▶ [What is required]
Your answer should be every line of the entries that has the string "given" in it.

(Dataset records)
########
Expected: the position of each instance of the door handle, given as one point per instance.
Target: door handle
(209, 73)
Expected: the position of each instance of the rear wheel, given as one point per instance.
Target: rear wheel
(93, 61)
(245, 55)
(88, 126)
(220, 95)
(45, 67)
########
▶ [Task output]
Expected: the position of each instance of the door handle, given as one point per instance.
Expected: the position of each instance of the rear wheel, given as one point per instance.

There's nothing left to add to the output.